### WORK TO BE COMPLETED
Starting at the line with "Expected: one point per instance of the black", repeat every line exactly until the records end, including the last one.

### MATERIAL PROVIDED
• • • • •

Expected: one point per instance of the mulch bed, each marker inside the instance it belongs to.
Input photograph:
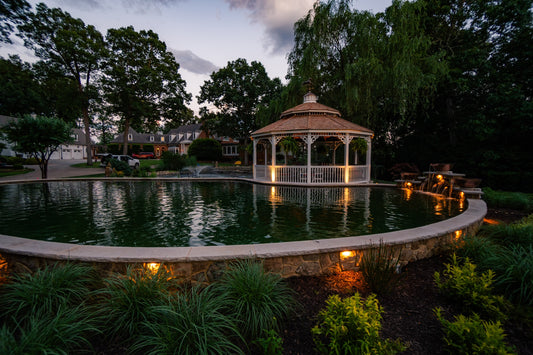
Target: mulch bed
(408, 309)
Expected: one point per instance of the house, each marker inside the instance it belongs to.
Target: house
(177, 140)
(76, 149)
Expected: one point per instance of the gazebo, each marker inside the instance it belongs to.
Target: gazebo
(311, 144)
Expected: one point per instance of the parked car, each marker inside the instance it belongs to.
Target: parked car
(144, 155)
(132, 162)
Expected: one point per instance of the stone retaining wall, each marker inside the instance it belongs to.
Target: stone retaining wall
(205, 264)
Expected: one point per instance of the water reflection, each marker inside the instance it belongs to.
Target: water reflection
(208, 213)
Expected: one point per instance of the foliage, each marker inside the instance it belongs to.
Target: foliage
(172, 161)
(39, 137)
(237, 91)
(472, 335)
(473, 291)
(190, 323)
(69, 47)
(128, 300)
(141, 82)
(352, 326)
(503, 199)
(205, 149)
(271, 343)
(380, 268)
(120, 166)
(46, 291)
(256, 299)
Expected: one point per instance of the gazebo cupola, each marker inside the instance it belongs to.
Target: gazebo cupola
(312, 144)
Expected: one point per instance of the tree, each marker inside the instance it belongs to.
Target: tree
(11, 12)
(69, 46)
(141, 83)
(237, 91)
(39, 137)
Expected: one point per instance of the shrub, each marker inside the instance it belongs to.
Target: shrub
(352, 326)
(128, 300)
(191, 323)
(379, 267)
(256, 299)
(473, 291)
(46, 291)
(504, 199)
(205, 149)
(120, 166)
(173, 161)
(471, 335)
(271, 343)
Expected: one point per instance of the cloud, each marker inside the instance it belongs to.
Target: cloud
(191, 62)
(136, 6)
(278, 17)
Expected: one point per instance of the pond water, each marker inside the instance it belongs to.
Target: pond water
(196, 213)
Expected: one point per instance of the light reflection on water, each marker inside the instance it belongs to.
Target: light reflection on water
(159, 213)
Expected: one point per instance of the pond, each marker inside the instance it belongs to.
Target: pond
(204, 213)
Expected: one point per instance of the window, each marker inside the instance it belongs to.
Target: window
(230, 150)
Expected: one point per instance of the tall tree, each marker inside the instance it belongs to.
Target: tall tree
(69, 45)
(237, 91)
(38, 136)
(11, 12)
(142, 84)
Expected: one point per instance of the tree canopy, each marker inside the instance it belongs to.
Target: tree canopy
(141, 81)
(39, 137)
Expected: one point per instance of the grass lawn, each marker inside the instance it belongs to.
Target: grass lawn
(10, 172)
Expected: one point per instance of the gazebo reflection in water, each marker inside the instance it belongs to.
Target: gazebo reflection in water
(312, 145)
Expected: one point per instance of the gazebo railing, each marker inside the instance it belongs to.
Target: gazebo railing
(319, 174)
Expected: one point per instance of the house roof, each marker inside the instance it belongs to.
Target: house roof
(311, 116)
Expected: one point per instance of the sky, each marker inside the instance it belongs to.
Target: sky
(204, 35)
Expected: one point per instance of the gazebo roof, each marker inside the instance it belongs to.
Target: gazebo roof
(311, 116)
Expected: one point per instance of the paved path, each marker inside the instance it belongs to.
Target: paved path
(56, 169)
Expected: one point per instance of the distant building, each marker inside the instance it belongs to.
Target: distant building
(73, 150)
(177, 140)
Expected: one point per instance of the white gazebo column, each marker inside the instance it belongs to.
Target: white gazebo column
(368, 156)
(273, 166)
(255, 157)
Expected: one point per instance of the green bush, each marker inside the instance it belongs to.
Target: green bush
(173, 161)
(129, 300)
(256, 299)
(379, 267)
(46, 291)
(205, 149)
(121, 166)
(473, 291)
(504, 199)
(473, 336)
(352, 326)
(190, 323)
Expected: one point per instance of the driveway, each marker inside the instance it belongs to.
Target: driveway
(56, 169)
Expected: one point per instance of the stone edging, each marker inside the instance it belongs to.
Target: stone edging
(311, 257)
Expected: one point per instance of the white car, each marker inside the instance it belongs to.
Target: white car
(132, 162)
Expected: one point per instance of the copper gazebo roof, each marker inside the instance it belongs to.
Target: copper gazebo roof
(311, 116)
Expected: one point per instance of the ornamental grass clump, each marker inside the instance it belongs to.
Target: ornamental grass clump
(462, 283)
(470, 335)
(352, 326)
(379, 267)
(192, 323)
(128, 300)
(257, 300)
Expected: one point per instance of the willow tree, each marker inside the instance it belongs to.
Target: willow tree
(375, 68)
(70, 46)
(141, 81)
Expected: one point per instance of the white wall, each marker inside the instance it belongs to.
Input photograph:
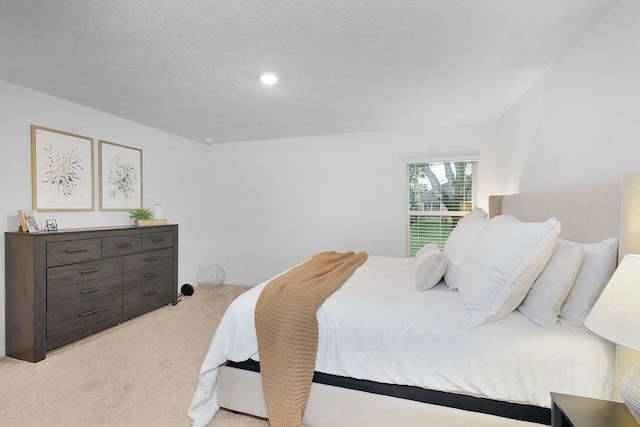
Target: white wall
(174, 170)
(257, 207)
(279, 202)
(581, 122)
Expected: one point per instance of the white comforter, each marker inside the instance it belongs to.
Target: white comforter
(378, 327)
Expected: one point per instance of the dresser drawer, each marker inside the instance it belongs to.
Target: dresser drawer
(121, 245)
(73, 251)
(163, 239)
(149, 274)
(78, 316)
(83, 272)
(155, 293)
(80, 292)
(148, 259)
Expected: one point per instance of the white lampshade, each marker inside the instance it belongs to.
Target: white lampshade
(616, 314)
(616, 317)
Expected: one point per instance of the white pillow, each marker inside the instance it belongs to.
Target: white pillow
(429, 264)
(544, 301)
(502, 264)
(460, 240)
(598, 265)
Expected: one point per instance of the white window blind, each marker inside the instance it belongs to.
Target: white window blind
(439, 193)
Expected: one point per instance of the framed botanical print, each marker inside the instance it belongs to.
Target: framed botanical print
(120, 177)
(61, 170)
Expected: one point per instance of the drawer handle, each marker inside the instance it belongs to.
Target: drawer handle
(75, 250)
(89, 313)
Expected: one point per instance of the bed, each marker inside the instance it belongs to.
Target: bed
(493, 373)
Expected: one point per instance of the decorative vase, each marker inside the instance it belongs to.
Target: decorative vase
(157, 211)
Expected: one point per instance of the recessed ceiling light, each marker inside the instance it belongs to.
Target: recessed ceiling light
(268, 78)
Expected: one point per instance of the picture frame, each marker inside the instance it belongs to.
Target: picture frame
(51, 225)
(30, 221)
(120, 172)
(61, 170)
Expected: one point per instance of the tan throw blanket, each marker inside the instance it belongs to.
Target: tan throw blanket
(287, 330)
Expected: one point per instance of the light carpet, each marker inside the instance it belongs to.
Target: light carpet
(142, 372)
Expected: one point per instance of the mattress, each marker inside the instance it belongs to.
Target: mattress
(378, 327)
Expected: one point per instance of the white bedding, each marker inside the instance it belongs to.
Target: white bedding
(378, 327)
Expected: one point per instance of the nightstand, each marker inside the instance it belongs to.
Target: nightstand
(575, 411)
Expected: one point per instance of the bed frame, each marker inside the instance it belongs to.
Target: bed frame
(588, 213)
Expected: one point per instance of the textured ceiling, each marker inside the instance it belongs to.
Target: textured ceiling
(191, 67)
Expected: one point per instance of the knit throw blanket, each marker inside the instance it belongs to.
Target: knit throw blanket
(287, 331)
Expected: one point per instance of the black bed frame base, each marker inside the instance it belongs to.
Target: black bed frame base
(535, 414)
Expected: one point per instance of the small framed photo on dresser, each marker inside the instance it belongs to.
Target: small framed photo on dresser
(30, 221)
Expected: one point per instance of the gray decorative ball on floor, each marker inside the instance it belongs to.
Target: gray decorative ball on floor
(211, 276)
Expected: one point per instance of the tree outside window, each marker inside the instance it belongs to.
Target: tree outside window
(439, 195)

• • • • •

### COMPLETED TASK
Expected: one point per instance of the black bed frame base, each marker inside the instance it belongs to.
Target: black bed frame base
(535, 414)
Expected: one point per instance of the small framed photo on dresser, each marker inside the instance it belongs to.
Target: small framed photo on dresser
(30, 221)
Expected: one point per instance of the gray decorative ball on floor, each marker inside the instance it belongs to.
Target: gray decorative ball on floor
(211, 276)
Expected: one point per instance of the tree outside window, each marker inside the instance it belongs to.
Target: tree outside window
(439, 195)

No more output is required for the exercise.